* [Excerpt provided]:
Even before arriving in the United States in 1941, Chagall was awarded the Carnegie Prize third prize in 1939 for "Les Fiancés". After being in the US he discovered that he had already achieved "international stature", writes Cogniat, although he felt ill-suited in this new role in a foreign country whose language he could not yet speak. He became a celebrity mostly against his will, feeling lost in the strange surroundings.

After a while he began to settle in New York, which was full of writers, painters, and composers who, like himself, had fled from Europe during the Nazi invasions. He lived at 4 East 74th Street. He spent time visiting galleries and museums, and befriended other artists including Piet Mondrian and André Breton.

Baal-Teshuva writes that Chagall "loved" going to the sections of New York where Jews lived, especially the Lower East Side. There he felt at home, enjoying the Jewish foods and being able to read the Yiddish press, which became his main source of information since he did not yet speak English.

Contemporary artists did not yet understand or even like Chagall's art. According to Baal-Teshuva, "they had little in common with a folkloristic storyteller of Russo-Jewish extraction with a propensity for mysticism." The Paris School, which was referred to as 'Parisian Surrealism', meant little to them. Those attitudes would begin to change, however, when Pierre Matisse, the son of recognized French artist Henri Matisse, became his representative and managed Chagall exhibitions in New York and Chicago in 1941. One of the earliest exhibitions included 21 of his masterpieces from 1910 to 1941. Art critic Henry McBride wrote about this exhibit for the New York Sun:

Chagall is about as gypsy as they come... these pictures do more for his reputation than anything we have previously seen... His colors sparkle with poetry... his work is authentically Russian as a Volga boatman's song...

====Aleko ballet (1942)====
He was offered a commission by choreographer Léonide Massine of the Ballet Theatre of New York to design the sets and costumes for his new ballet, Aleko. This ballet would stage the words of Alexander Pushkin's verse narrative The Gypsies with the music of Tchaikovsky. The ballet was originally planned for a New York debut, but as a cost-saving measure it was moved to Mexico where labor costs were cheaper than in New York. While Chagall had done stage settings before while in Russia, this was his first ballet, and it would give him the opportunity to visit Mexico. While there, he quickly began to appreciate the "primitive ways and colorful art of the Mexicans", notes Cogniat. He found "something very closely related to his own nature", and did all the color detail for the sets while there. Eventually, he created four large backdrops and had Mexican seamstresses sew the ballet costumes.

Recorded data
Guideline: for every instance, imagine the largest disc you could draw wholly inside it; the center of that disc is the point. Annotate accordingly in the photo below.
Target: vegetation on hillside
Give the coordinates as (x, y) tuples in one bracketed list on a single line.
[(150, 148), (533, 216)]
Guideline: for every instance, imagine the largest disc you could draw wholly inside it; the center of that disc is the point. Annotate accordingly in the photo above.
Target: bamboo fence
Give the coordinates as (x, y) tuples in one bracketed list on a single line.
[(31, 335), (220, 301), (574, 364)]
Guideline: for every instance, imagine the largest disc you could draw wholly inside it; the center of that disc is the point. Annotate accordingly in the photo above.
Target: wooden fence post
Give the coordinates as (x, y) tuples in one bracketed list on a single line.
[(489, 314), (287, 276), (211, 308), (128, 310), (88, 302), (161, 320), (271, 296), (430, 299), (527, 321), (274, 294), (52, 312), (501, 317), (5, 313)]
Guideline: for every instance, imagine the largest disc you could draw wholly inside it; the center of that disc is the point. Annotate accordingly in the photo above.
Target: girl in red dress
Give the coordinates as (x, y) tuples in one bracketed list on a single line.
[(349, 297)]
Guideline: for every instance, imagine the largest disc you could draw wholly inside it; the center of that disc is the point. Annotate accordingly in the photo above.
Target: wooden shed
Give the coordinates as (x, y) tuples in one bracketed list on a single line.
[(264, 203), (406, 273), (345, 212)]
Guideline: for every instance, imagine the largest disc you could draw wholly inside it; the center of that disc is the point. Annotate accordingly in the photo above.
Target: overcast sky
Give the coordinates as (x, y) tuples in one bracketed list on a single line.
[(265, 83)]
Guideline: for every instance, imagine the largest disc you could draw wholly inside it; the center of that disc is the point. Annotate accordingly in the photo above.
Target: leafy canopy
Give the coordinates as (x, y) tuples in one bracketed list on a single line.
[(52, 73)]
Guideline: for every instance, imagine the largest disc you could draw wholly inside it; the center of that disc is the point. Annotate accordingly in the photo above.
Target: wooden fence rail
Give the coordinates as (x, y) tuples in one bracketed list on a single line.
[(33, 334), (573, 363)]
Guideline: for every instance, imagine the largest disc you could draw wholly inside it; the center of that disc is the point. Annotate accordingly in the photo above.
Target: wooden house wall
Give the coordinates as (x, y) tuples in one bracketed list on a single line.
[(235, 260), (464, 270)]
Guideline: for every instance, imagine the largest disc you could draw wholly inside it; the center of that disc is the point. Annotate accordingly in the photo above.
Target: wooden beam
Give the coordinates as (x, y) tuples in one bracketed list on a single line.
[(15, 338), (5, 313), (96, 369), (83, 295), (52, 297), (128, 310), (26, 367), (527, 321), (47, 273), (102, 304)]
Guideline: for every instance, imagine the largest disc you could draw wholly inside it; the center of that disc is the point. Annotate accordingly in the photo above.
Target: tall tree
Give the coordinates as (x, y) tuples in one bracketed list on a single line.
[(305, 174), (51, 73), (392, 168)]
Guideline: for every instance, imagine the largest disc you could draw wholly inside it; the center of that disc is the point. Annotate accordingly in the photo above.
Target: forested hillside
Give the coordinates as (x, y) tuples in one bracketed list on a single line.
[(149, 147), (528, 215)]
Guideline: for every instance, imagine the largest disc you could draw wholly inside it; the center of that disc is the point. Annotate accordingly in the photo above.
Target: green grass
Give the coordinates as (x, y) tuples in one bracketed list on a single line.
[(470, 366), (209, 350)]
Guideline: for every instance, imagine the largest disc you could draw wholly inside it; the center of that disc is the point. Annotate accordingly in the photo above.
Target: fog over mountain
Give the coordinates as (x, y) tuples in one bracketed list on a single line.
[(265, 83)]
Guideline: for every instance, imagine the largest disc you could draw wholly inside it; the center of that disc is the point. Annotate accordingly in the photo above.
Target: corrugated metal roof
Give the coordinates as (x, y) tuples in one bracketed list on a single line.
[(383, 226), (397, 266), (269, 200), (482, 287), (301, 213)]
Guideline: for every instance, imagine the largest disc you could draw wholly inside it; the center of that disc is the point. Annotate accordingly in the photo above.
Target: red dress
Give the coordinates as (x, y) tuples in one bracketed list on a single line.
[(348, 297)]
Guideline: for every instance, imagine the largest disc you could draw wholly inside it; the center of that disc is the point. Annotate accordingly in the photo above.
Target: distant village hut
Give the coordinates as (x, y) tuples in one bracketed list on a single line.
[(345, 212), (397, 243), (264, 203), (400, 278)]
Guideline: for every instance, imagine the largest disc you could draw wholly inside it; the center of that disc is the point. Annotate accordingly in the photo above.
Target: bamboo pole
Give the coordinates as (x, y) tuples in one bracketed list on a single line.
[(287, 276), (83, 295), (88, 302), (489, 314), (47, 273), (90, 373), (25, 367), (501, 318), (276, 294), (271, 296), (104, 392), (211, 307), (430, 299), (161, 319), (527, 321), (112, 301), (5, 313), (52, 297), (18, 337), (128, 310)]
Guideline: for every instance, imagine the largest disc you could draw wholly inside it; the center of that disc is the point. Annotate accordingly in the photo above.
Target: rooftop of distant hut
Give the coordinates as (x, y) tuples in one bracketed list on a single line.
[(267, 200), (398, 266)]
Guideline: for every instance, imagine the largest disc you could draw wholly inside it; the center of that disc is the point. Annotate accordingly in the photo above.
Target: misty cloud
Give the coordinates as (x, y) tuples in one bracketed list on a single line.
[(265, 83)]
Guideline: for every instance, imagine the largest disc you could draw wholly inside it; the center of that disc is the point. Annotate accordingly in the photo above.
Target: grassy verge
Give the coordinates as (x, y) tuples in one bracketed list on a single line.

* [What to work on]:
1. Return the portion of the Chagall excerpt from "Chagall is about" up to and including "Volga boatman's song...", copied word for word.
2. Answer these questions using the Chagall excerpt:
(a) At what address did Chagall live in New York?
(b) Who became Chagall's representative and managed his exhibitions in New York and Chicago in 1941?
(c) Which verse narrative did the ballet Aleko stage?

* [Answers by item]:
1.
Chagall is about as gypsy as they come... these pictures do more for his reputation than anything we have previously seen... His colors sparkle with poetry... his work is authentically Russian as a Volga boatman's song...

2.
(a) 4 East 74th Street
(b) Pierre Matisse
(c) Alexander Pushkin's The Gypsies